PROBLEMS
a) In the extract on SQL and the relational model, what are tables in a relational database modeled on in place of the sets of set theory?
b) From the extract on SQL and the relational model, return the passage starting with "Understanding routines and" and going on through "language early on.".

EXTRACT TO READ
◇ ◇ ◇ ◇ ◇ ◇ ◇

IN THIS CHAPTER

Relating SQL to the relational model

Figuring out functional dependencies

Discovering keys, views, users, privileges, schemas, and catalogs

Checking out connections, sessions, and transactions

Understanding routines and paths

The relational database model, as I mention in Chapter 1 of this minibook, existed as a theoretical model for almost a decade before the first relational database product appeared on the market. Now, it turns out that the first commercial implementation of the relational model — a software program from the company that later became Oracle — did not even use SQL, which had not yet been released by IBM. In those early days, there were a number of competing data sublanguages. Gradually, SQL became a de facto standard, thanks in no small part to IBM’s dominant position in the market, and the fact that Oracle started offering it as an alternative to its own language early on.

Although SQL was developed to work with a relational database management system, it’s not entirely consistent with the relational model. However, it is close enough, and in many cases, it even offers capabilities not present in the relational model. Some of the most important aspects of SQL are direct analogs of some aspects of the relational model. Others are not. This chapter gives you the lay of the land by offering a brief introduction to the (somewhat complicated) relationship between SQL and the relational database model. I do that by highlighting how certain important terms and concepts may have slightly different meanings in the (practical) SQL world as opposed to the (theoretical) relational database world. (I throw in some general, all-inclusive definitions for good measure.)

Sets, Relations, Multisets, and Tables

The relational model is based on the mathematical discipline known as set theory. In set theory, a set is defined as a collection of unique objects — duplicates are not allowed. This carries over to the relational model. A relation is defined as a collection of unique objects called tuples — no duplicates are allowed among tuples.

In SQL, the equivalent of a relation is a table. However, tables are not exactly like relations, in that a table can have duplicate rows. For that reason, tables in a relational database are not modeled on the sets of set theory, but rather on multisets, which are similar to sets except they allow duplicate objects.

Although a relation is not exactly the same thing as a table, the terms are often used interchangeably. Because relations were defined by theoreticians, they have a very precise definition. The word table, on the other hand, is in general use and is often much more loosely defined. When I use the word table in this book, I use it in the more restricted sense, as being an alternate term for relation. The attributes and tuples of a relation are strictly equivalent to the columns and rows of a table.

So, what’s an SQL relation? Formally, a relation is a two-dimensional table that has the following characteristics:

• Every cell in the table must contain a single value, if it contains any value at all. Repeating groups and arrays are not allowed as values. (In this context, groups and arrays are examples of collections of values.)
• All the entries in any column must be of the same kind. For example, if a column contains an employee name in one row, it must contain employee names in all rows that contain values.
• Each column has a unique name.
• The order of the columns doesn’t matter.
• The order of the rows doesn’t matter.
• No two rows may be identical.

If and only if a table meets all these criteria, it is a relation. You might have tables that fail to meet one or more of these criteria. For example, a table might have two identical rows. It is still a table in the loose sense, but it is not a relation.

◇ ◇ ◇ ◇ ◇ ◇ ◇

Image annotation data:

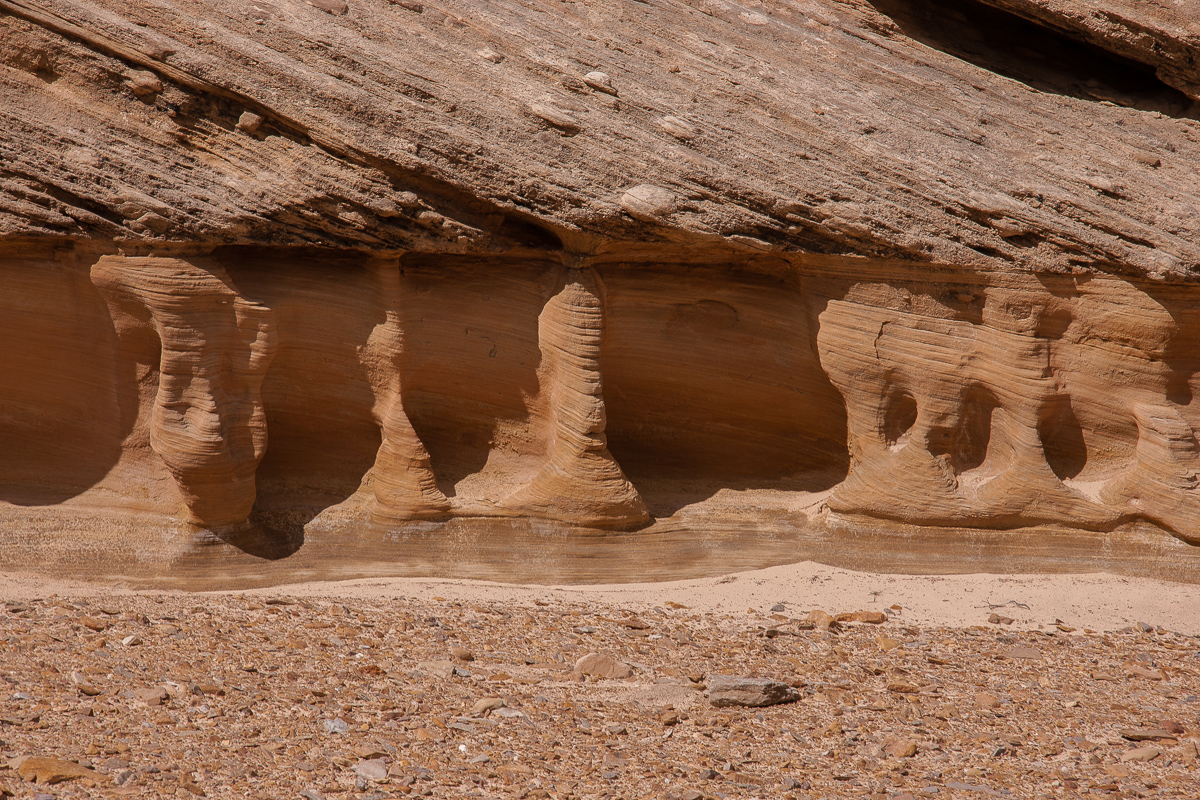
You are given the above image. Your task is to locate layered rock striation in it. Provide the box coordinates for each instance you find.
[0,0,1200,575]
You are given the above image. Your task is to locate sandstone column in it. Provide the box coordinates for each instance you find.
[91,255,277,529]
[503,267,649,525]
[362,258,450,519]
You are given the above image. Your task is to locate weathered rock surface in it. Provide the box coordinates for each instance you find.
[0,0,1200,579]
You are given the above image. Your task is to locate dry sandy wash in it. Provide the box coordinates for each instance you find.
[0,564,1200,800]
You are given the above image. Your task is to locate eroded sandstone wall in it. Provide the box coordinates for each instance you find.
[0,246,1200,561]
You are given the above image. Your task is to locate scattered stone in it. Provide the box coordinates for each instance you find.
[416,661,455,679]
[620,184,676,222]
[658,116,698,142]
[305,0,350,17]
[1126,664,1165,680]
[575,652,634,679]
[133,686,170,705]
[888,681,920,694]
[354,758,388,783]
[320,717,350,734]
[976,692,1001,711]
[16,758,109,784]
[529,101,581,133]
[708,675,800,708]
[1121,747,1163,762]
[804,608,838,631]
[1000,648,1042,661]
[469,697,504,717]
[883,739,917,758]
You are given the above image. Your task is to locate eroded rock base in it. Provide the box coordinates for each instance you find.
[7,241,1200,581]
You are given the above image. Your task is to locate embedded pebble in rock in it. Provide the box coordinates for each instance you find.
[529,101,580,133]
[620,184,676,222]
[583,72,617,95]
[976,692,1000,711]
[126,70,162,100]
[133,686,169,705]
[658,116,696,142]
[236,112,265,133]
[708,675,800,708]
[0,591,1200,800]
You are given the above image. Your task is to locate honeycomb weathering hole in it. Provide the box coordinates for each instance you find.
[883,392,917,447]
[1038,397,1087,480]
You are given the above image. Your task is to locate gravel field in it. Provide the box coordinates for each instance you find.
[0,566,1200,800]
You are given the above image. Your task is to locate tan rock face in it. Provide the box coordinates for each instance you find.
[0,0,1200,575]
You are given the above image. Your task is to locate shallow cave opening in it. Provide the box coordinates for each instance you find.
[869,0,1198,119]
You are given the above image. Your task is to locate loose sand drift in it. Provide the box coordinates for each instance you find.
[0,561,1200,636]
[0,564,1200,800]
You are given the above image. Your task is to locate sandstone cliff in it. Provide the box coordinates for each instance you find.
[0,0,1200,577]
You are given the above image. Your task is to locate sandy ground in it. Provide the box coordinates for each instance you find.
[0,561,1200,634]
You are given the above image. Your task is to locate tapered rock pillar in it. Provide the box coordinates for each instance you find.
[91,257,277,529]
[364,259,450,519]
[503,269,649,525]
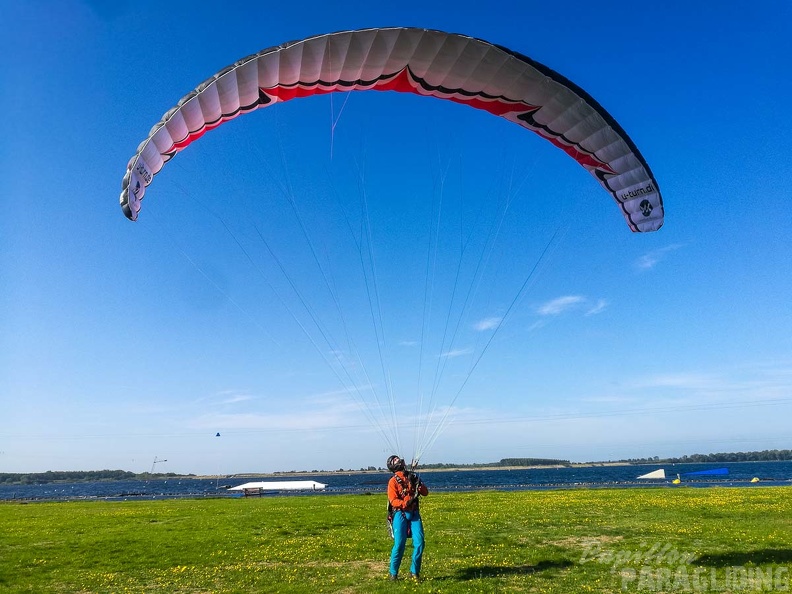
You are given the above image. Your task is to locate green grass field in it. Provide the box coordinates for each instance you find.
[0,487,792,594]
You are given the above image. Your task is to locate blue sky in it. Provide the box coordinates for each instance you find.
[0,0,792,474]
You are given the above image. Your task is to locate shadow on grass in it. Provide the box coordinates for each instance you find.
[693,549,792,567]
[454,559,574,580]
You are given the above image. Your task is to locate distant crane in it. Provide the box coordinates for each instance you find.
[149,456,167,474]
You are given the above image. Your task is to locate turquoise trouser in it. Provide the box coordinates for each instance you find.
[390,511,424,575]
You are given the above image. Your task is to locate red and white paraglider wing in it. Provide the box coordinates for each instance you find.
[121,28,663,231]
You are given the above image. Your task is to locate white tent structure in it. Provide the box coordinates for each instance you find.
[228,481,327,495]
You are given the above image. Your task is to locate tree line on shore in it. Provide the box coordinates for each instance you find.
[0,450,792,485]
[619,450,792,464]
[0,470,188,485]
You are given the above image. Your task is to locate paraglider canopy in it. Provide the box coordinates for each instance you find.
[121,27,664,232]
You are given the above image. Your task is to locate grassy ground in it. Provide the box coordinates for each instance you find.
[0,487,792,594]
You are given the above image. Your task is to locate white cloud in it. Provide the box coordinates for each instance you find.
[586,299,608,316]
[536,295,586,316]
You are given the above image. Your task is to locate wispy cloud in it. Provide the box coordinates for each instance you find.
[586,299,608,316]
[536,295,586,316]
[635,243,682,270]
[473,318,503,332]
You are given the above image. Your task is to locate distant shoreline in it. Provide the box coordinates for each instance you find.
[193,462,639,479]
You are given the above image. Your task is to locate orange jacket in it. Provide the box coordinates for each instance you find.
[388,470,429,511]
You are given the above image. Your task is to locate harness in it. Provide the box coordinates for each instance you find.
[387,474,421,538]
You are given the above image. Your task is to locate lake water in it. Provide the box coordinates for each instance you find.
[0,461,792,501]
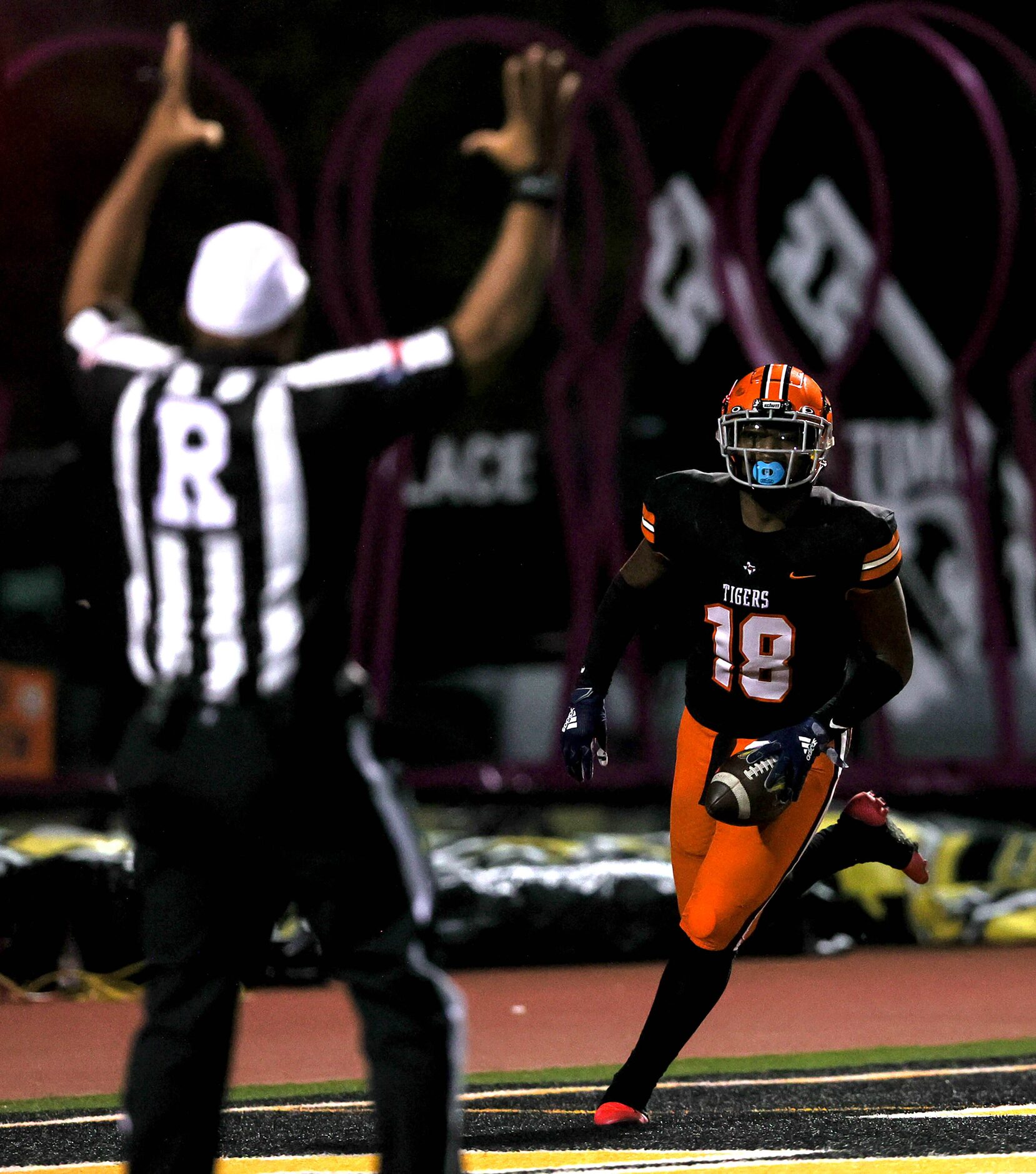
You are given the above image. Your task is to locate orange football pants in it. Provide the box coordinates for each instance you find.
[670,709,838,950]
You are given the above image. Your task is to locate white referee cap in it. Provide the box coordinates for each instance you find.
[187,221,310,338]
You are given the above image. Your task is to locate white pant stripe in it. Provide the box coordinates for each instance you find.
[349,717,467,1171]
[254,383,309,695]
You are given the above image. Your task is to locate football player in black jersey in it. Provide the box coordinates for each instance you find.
[561,363,927,1126]
[63,24,579,1174]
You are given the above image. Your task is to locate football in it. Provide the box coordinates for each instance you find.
[702,746,791,828]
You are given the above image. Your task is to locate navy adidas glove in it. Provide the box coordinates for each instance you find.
[745,717,840,801]
[561,686,608,783]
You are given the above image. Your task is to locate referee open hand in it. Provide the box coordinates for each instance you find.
[460,44,580,175]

◇ ◇ ◇ ◇ ◇ ◇ ◇

TASK-BY-TASK RESULTS
a) They are modeled on multisets, which are like sets except that they allow duplicate objects.

b)
Understanding routines and paths

The relational database model, as I mention in Chapter 1 of this minibook, existed as a theoretical model for almost a decade before the first relational database product appeared on the market. Now, it turns out that the first commercial implementation of the relational model — a software program from the company that later became Oracle — did not even use SQL, which had not yet been released by IBM. In those early days, there were a number of competing data sublanguages. Gradually, SQL became a de facto standard, thanks in no small part to IBM’s dominant position in the market, and the fact that Oracle started offering it as an alternative to its own language early on.